*Problem description*
From the data listing below, pick out every line that contains the word "dirt" and copy those lines.

Data listing
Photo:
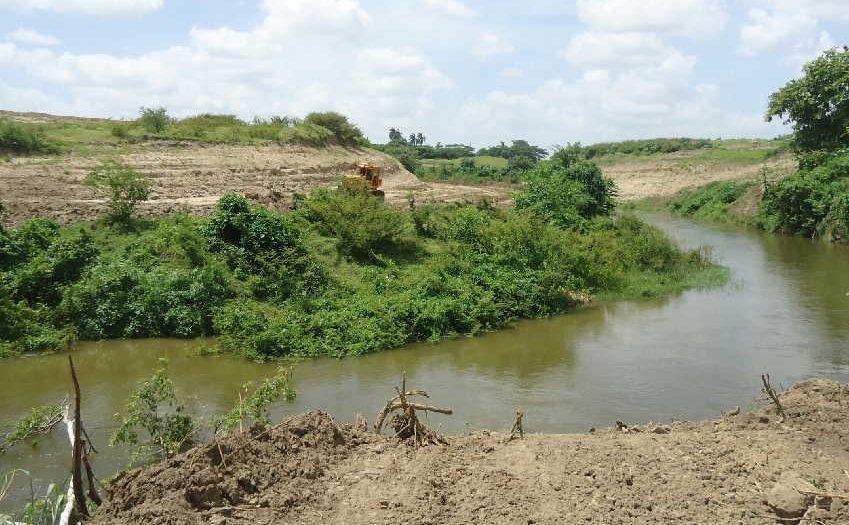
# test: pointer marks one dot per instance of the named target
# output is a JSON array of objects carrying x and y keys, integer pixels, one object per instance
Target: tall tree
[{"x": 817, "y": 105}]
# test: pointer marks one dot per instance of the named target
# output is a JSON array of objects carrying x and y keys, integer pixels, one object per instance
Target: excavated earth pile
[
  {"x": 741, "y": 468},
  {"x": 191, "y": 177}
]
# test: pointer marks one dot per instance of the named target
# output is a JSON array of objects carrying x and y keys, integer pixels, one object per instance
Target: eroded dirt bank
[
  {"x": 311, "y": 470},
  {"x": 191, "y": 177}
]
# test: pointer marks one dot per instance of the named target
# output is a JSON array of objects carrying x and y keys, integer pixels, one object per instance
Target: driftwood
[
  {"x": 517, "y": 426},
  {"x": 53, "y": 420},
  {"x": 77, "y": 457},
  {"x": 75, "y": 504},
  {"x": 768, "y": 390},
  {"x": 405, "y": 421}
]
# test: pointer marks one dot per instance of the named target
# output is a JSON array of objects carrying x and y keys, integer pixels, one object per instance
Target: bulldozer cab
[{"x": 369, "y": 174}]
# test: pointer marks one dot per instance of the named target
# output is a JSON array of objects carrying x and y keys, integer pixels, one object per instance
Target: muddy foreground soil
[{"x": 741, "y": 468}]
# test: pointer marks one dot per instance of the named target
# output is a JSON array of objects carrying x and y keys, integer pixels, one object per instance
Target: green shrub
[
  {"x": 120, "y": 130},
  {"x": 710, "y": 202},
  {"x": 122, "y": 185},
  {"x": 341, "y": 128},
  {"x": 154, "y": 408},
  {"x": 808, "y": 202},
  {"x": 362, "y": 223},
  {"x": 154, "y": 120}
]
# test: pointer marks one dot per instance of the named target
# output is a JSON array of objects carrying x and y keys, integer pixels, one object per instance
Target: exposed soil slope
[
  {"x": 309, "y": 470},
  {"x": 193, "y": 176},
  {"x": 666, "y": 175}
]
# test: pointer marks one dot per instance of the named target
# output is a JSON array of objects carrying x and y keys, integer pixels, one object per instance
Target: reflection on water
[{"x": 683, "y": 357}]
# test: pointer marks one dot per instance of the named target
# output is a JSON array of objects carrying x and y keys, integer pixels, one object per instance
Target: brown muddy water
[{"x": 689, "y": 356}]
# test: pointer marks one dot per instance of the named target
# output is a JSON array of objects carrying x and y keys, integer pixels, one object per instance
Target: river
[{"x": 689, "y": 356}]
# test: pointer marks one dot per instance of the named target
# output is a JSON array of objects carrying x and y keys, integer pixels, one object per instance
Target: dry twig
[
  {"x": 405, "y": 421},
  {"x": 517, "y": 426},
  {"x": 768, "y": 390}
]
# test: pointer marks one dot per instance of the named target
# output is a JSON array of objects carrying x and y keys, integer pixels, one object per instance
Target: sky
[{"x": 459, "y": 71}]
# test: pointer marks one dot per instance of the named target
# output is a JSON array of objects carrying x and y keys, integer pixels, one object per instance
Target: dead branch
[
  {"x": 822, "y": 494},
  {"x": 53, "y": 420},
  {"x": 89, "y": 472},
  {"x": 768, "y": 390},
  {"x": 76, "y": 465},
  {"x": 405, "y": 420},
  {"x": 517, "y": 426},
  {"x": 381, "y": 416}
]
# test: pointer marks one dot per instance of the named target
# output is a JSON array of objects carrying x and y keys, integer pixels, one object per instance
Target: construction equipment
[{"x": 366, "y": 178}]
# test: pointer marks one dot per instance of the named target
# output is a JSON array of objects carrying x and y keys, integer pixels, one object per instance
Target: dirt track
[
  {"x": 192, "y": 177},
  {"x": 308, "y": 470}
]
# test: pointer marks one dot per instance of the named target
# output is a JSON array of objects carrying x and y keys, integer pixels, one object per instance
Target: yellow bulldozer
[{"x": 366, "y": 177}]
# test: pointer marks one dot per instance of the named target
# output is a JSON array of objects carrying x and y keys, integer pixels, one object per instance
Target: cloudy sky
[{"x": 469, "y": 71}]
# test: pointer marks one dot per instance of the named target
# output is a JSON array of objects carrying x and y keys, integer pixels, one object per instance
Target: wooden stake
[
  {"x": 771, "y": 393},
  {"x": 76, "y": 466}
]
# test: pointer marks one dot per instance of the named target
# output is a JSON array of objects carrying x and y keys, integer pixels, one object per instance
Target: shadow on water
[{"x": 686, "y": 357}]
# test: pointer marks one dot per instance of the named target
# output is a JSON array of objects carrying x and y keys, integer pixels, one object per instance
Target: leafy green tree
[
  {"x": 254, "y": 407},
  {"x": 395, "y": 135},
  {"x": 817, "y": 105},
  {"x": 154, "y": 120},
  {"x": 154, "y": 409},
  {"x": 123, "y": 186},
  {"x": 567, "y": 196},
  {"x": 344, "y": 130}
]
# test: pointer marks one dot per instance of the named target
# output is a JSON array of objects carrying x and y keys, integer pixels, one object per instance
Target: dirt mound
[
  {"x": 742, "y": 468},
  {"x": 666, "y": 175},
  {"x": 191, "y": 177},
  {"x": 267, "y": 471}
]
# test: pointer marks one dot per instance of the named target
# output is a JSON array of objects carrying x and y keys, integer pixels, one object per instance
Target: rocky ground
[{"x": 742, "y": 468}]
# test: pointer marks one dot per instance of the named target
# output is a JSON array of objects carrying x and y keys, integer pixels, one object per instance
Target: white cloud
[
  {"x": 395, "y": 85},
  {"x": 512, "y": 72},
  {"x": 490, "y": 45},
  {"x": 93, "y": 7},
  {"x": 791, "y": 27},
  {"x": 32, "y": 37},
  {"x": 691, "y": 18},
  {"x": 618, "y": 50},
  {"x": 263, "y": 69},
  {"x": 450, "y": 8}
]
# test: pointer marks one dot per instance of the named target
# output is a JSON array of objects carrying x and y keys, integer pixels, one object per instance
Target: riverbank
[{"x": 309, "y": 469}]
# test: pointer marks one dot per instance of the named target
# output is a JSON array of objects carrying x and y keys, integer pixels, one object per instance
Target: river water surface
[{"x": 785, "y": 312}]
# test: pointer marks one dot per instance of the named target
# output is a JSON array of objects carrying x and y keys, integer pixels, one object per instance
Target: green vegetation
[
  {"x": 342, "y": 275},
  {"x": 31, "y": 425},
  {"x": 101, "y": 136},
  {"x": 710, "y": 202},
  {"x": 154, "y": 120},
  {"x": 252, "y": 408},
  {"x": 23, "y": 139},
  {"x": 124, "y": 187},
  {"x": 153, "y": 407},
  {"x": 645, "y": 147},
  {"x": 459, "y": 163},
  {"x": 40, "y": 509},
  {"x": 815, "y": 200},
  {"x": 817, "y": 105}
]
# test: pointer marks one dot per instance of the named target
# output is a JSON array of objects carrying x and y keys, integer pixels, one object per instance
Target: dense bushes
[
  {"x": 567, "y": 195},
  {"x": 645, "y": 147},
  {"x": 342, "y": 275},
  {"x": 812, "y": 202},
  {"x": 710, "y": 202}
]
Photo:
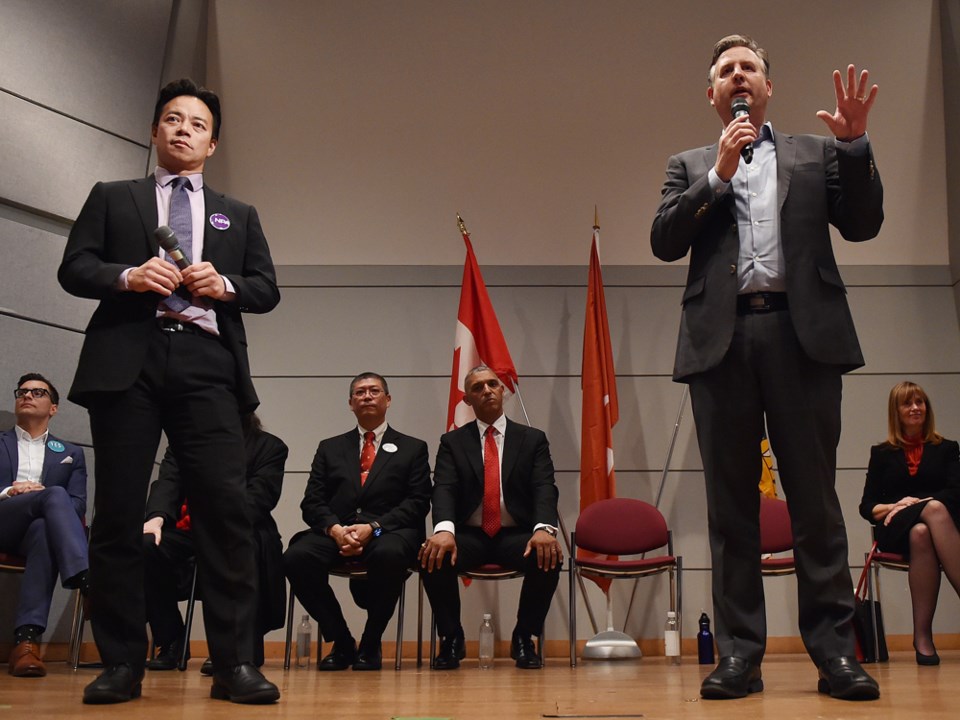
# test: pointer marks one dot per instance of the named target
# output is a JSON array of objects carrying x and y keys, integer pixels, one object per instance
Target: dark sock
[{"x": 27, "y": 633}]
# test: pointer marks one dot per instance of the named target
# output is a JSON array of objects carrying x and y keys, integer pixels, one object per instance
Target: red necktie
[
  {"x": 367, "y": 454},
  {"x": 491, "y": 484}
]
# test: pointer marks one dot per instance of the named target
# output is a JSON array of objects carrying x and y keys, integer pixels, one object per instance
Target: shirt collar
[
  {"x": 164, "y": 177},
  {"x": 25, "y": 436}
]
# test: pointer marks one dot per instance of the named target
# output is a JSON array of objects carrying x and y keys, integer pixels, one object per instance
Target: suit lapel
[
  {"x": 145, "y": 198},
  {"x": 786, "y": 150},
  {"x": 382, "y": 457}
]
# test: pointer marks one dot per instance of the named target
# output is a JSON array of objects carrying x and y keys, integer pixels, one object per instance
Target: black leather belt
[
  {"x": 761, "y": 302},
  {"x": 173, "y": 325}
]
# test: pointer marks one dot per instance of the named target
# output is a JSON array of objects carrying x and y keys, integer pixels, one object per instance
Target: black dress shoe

*Result for this task*
Target: eroded dirt bank
Target: dirt track
Target: dirt mound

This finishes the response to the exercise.